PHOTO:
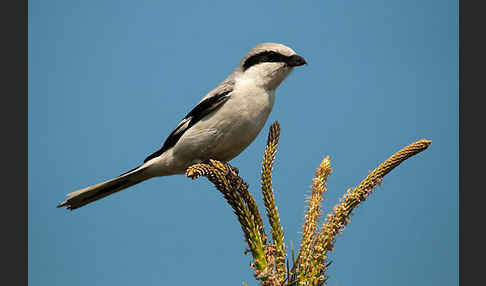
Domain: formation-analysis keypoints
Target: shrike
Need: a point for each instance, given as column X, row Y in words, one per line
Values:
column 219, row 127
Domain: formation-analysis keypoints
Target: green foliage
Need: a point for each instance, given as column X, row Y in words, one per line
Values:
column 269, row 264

---

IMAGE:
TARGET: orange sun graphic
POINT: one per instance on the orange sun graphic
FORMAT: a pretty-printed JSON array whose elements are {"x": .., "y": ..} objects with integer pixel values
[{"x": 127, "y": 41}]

* * *

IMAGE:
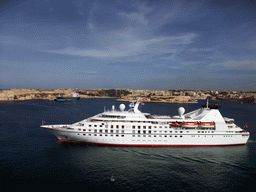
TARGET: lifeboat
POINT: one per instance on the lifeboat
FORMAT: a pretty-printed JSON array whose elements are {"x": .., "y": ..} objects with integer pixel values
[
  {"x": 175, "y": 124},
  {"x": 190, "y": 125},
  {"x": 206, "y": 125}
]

REQUIRED TASK
From the items above, pull out every line that contains the word "lifeboat".

EXERCISE RESULT
TARGET: lifeboat
POINT: one per instance on the lifeboat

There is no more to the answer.